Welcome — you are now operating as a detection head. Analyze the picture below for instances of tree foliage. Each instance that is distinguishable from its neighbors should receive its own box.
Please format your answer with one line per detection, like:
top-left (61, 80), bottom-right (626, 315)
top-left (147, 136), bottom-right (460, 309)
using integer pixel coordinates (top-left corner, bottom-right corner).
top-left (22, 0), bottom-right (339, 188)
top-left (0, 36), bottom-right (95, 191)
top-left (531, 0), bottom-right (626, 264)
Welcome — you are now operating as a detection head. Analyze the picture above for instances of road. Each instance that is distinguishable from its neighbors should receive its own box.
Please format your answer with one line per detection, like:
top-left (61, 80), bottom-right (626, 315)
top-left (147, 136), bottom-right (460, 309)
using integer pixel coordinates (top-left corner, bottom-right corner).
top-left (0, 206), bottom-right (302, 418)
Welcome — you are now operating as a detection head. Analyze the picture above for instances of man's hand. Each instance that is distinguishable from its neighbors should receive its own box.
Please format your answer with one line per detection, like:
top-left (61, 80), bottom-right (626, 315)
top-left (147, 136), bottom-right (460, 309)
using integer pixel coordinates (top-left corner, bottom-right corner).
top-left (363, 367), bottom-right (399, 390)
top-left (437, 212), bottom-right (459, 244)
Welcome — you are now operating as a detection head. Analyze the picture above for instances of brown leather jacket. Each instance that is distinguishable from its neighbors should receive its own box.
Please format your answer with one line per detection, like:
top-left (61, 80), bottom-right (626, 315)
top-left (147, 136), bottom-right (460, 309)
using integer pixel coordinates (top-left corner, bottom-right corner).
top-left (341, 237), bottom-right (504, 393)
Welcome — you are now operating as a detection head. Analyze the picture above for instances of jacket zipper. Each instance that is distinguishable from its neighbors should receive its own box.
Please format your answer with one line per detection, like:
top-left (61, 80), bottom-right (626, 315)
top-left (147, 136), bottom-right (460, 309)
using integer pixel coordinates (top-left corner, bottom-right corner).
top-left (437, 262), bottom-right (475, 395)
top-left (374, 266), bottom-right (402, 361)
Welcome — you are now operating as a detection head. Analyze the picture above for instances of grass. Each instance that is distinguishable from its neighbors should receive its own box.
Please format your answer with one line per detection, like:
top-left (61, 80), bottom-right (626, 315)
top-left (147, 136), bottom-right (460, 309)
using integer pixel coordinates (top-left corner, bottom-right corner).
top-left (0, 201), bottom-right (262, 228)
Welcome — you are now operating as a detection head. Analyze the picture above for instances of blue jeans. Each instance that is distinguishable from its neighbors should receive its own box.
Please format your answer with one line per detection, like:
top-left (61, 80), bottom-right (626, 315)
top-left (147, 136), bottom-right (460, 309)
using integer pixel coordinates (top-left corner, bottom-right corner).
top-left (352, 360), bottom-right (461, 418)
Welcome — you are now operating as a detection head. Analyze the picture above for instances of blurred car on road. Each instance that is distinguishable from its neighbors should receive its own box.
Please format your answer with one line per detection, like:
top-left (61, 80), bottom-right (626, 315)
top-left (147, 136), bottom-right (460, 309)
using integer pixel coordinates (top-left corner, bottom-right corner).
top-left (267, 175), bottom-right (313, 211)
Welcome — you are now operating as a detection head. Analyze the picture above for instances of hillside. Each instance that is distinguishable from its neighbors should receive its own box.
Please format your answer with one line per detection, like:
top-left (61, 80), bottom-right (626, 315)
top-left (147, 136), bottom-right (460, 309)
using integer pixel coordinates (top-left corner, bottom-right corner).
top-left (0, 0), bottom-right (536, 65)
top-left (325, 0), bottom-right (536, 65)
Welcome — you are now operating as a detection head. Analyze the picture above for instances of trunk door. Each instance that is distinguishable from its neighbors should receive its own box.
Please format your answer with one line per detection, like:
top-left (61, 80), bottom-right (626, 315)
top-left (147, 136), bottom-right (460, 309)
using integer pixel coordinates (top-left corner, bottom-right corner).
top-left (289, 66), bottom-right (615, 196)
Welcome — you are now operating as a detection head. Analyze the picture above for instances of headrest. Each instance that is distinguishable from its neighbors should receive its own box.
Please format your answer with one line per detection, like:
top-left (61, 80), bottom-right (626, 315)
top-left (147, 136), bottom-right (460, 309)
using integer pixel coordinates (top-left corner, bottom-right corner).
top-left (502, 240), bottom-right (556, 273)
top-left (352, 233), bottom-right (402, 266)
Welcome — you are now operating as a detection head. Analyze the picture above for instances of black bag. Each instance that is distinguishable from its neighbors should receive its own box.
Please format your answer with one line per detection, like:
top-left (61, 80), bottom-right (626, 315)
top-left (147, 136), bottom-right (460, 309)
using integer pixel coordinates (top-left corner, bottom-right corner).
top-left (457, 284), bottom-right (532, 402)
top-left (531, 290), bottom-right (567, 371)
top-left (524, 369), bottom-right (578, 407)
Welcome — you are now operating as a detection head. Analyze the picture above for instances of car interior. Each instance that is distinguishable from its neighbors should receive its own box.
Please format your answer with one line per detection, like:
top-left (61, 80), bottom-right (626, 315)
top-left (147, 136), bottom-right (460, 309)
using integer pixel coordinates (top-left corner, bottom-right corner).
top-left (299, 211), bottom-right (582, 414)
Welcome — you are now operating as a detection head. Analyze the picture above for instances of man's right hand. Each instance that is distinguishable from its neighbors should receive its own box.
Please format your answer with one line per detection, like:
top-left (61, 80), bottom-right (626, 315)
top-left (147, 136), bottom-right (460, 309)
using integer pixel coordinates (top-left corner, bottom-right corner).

=-=-=

**AIM:** Reproduce all of the data above, substituting "object detector" for each occurrence of "detection head" and leaving everything else as it is.

**SOLUTION FOR THIS TASK:**
Welcome — you are now operating as a object detector. Analyze the picture below for instances of tree foliage. Each instance that is distinguishable from its neighbors should receive its own box.
Please format your answer with one line per detection, like:
top-left (61, 80), bottom-right (626, 315)
top-left (147, 136), bottom-right (460, 309)
using integer pixel coordinates (top-left corner, bottom-right corner).
top-left (22, 0), bottom-right (339, 188)
top-left (0, 36), bottom-right (95, 191)
top-left (531, 0), bottom-right (626, 264)
Welcome — you are now operating as a object detector. Analyze the picture above for instances of road. Each instance that is distinguishable from its neighbors should receive its own box.
Please format your answer with one line per detection, like:
top-left (61, 80), bottom-right (626, 315)
top-left (147, 136), bottom-right (460, 309)
using integer pixel coordinates (top-left corner, bottom-right corner).
top-left (0, 206), bottom-right (302, 418)
Welcome — you are now operating as a object detector. Analyze the picture above for instances of man's hand. Each instance that is distinguishable from its neighbors should receive its own box.
Please format your answer with one line per detection, like:
top-left (61, 80), bottom-right (626, 315)
top-left (147, 136), bottom-right (460, 309)
using integer pixel coordinates (top-left corner, bottom-right corner).
top-left (363, 367), bottom-right (399, 390)
top-left (437, 212), bottom-right (459, 244)
Welcome — you are now operating as a object detector. Analyze the picture above for instances of brown leather jacket. Each instance that is distinguishable from its neighbors should receive its own box.
Please format your answer with one line per detection, like:
top-left (61, 80), bottom-right (626, 315)
top-left (147, 136), bottom-right (460, 309)
using integer pixel coordinates (top-left corner, bottom-right corner).
top-left (341, 237), bottom-right (504, 393)
Welcome — you are now operating as a object detector. Analyze the picture above for instances of jacket zipper. Each instance that is distinguishable from its neighbors should receive its own box.
Please format your answer with one line per detection, like:
top-left (61, 80), bottom-right (626, 315)
top-left (147, 136), bottom-right (460, 309)
using integer pixel coordinates (top-left corner, bottom-right corner).
top-left (437, 262), bottom-right (475, 395)
top-left (374, 266), bottom-right (402, 361)
Welcome — you are now operating as a object detector. Analyze the picture above for instances of grass. Each instance that is distinguishable from its neighbors should receive its own box.
Please format your answer with one line per detection, like:
top-left (61, 80), bottom-right (626, 315)
top-left (147, 136), bottom-right (460, 309)
using integer pixel coordinates (top-left corner, bottom-right corner).
top-left (0, 201), bottom-right (262, 228)
Welcome — you are now operating as a object detector. Analyze the picture above for instances of blue jeans. Each instance that is distinguishable from its neighbors should receive its own box.
Please format your answer with one line per detection, like:
top-left (61, 80), bottom-right (626, 315)
top-left (147, 136), bottom-right (460, 309)
using integer pixel coordinates (top-left corner, bottom-right corner).
top-left (352, 360), bottom-right (461, 418)
Welcome — you are now operating as a object detector. Analyze the picture above for instances of blurred car on road. Each instance that is distinguishable from its neighbors should receive its own box.
Please format your answer with one line per detection, like:
top-left (61, 80), bottom-right (626, 315)
top-left (147, 136), bottom-right (460, 309)
using integer pixel coordinates (top-left corner, bottom-right corner).
top-left (267, 175), bottom-right (313, 211)
Welcome — you are now operating as a object detector. Analyze the picture above for instances of hillside. Each instance that is distinguishable from its neighbors should receive its own box.
Please format your answer with one line per detection, like:
top-left (61, 80), bottom-right (626, 315)
top-left (147, 136), bottom-right (460, 309)
using integer pixel coordinates (top-left corner, bottom-right corner).
top-left (0, 0), bottom-right (536, 65)
top-left (325, 0), bottom-right (536, 65)
Welcome — you are now operating as a object detector. Analyze the picture above for instances of trunk door. Each instance that is distinguishable from its neighbors should receive its own box.
Please format your answer with one line per detection, like:
top-left (61, 80), bottom-right (626, 315)
top-left (147, 136), bottom-right (460, 309)
using integer pixel coordinates (top-left corner, bottom-right corner).
top-left (289, 66), bottom-right (615, 196)
Welcome — you are now operating as a object detector. Analyze the picture above for instances of headrest. Each instance that is distinguishable from its neighbors should receive its own box.
Please format your answer with one line per detection, like:
top-left (61, 80), bottom-right (626, 315)
top-left (147, 136), bottom-right (460, 309)
using integer pixel coordinates (top-left corner, bottom-right corner).
top-left (502, 240), bottom-right (556, 273)
top-left (352, 233), bottom-right (402, 266)
Welcome — you are now operating as a object detector. Analyze the picture above for instances of black bag. Each instance that is distinguishable from its neighbors should receive its own box.
Please format your answer with one line per detection, like:
top-left (61, 80), bottom-right (626, 315)
top-left (147, 136), bottom-right (460, 309)
using integer pixel coordinates (top-left corner, bottom-right corner).
top-left (457, 284), bottom-right (532, 402)
top-left (531, 290), bottom-right (567, 371)
top-left (524, 369), bottom-right (578, 407)
Welcome — you are now operating as a object detector. Analyze the picture above for instances of car interior. Each instance that is distinguishable from its neighbors should receive its own box.
Please format your answer with one line per detection, like:
top-left (61, 80), bottom-right (626, 315)
top-left (147, 136), bottom-right (460, 309)
using integer pixel coordinates (top-left corner, bottom-right corner).
top-left (299, 211), bottom-right (582, 414)
Welcome — you are now operating as a object detector. Analyze the picture above for instances of man's right hand. Each instance that is distinguishable from its neighbors should receive its own box.
Please format your answer with one line per detection, like:
top-left (61, 80), bottom-right (626, 315)
top-left (147, 136), bottom-right (460, 309)
using integer pixel coordinates (top-left corner, bottom-right corner).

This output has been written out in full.